━━ 本文抜粋 ━━
オリエントの歴史と文化ー古代学の形成と展開ー 筑波大学附属図書館
●ジョージ・スミス Smith, George (1840 - 1876)
イギリスのアッシリア学者。ロンドンで生まれ、銀行で働く傍ら、大英博物館楔形文字研究に没頭した。
それがローリンソンの目に留まり、1867年大英博物館アッシリア部門の研究者になった。1873年から2年間、デイリー・テレグラフ社と大英博物館の出資によりニネヴェとニムルドを発掘した。1876年ニネヴェの「アッシュル・バニパル図書館」を発掘するため再びロンドンを出発するが、途中で熱病にかかり、同年アレッポで死去した。メソポタミアの洪水物語や創世神話の研究など、アッシリア学黎明期の研究者として高く評価されている。
━━━
• [課題 1]:
次の(a)〜(c)が本文の内容と合うかどうかを「はい」か「いいえ」で答え、決め手となる本文の語句を一字一句そのまま引用せよ。
(a) スミスは1867年に大英博物館アッシリア部門の研究者になった。
(b) スミスは1876年にニネヴェに着き、「アッシュル・バニパル図書館」を発掘した。
(c) スミスはパリで生まれた。
• [課題 2]: 本文のうち、「イギリスのアッシリア学者。ロ」を含む箇所から書き始め、「者として高く評価されている。」で終えて、その範囲をそのまま書き写せ。
━━ 資料 ━━
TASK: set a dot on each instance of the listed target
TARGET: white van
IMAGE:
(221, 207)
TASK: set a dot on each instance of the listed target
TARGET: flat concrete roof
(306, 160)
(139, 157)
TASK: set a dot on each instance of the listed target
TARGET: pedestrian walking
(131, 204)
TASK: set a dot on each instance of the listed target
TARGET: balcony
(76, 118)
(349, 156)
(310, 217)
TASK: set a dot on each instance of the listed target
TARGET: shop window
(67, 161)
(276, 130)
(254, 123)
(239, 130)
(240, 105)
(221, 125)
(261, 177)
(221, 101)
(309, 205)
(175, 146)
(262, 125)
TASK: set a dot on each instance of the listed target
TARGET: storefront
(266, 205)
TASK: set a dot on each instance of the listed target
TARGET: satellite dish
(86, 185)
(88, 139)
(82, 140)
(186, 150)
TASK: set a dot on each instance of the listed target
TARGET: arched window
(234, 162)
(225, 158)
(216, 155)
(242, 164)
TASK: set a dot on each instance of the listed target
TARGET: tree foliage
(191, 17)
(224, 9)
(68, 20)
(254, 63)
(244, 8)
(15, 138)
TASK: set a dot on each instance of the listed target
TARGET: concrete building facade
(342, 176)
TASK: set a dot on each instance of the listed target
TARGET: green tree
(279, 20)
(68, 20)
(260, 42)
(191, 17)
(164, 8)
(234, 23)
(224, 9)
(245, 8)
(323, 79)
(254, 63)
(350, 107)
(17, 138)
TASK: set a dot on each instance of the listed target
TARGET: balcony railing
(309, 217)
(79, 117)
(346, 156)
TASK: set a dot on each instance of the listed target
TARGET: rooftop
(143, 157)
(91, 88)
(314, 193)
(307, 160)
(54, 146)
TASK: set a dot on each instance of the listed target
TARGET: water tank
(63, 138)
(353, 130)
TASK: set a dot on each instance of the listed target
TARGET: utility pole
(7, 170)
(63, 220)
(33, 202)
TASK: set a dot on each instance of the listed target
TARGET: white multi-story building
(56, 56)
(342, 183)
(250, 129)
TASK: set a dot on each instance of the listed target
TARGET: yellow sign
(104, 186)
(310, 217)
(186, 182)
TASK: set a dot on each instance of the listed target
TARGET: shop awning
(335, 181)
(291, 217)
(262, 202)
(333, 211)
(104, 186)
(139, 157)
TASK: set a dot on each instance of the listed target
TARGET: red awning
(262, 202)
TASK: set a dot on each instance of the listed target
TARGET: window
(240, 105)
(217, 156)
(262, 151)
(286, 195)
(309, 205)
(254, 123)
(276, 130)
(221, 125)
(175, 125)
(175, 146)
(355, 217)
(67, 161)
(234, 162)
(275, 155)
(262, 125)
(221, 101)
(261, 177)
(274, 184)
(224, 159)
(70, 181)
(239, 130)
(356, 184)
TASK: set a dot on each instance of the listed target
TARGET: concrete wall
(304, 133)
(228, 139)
━━━
━━ 資料 ━━
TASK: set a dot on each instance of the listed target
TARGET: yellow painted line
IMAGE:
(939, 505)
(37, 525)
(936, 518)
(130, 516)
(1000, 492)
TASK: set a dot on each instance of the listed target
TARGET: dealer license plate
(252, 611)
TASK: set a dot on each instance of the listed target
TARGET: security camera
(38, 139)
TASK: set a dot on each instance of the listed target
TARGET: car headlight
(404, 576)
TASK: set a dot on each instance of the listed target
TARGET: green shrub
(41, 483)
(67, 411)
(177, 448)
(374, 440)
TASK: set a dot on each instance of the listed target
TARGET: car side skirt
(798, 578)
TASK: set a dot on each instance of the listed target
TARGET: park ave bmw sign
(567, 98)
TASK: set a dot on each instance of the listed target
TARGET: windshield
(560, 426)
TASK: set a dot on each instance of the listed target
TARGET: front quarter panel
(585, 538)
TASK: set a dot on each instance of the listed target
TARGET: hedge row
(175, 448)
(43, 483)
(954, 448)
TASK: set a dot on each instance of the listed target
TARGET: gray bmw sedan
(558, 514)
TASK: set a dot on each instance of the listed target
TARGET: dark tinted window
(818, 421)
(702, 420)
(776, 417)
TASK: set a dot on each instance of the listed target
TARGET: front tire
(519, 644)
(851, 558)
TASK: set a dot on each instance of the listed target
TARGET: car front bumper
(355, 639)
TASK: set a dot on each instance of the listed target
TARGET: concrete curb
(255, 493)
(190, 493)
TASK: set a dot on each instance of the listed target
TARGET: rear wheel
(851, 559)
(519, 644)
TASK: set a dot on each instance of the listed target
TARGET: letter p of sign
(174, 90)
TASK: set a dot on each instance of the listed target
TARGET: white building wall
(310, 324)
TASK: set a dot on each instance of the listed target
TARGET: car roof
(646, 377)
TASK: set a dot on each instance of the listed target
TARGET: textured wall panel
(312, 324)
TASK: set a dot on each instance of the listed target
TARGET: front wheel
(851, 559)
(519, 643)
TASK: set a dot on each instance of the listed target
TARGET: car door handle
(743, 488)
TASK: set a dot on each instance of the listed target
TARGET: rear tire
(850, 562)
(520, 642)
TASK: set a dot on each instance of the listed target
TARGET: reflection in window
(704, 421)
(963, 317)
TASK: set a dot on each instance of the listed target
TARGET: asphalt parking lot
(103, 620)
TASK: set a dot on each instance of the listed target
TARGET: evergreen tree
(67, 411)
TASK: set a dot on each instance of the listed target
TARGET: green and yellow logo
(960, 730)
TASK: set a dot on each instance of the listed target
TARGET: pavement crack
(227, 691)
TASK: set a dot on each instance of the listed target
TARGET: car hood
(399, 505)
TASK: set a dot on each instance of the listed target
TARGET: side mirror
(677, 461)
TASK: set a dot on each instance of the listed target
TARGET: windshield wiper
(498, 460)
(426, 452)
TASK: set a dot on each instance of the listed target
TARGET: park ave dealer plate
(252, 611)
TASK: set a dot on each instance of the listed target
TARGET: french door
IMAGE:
━━━
• [解答 1]:
(a) はい：「1867年大英博物館アッシリア部門の研究者になった」
(b) いいえ：「途中で熱病にかかり、同年アレッポで死去した」
(c) いいえ：「ロンドンで生まれ」

• [解答 2]:
イギリスのアッシリア学者。ロンドンで生まれ、銀行で働く傍ら、大英博物館楔形文字研究に没頭した。
それがローリンソンの目に留まり、1867年大英博物館アッシリア部門の研究者になった。1873年から2年間、デイリー・テレグラフ社と大英博物館の出資によりニネヴェとニムルドを発掘した。1876年ニネヴェの「アッシュル・バニパル図書館」を発掘するため再びロンドンを出発するが、途中で熱病にかかり、同年アレッポで死去した。メソポタミアの洪水物語や創世神話の研究など、アッシリア学黎明期の研究者として高く評価されている。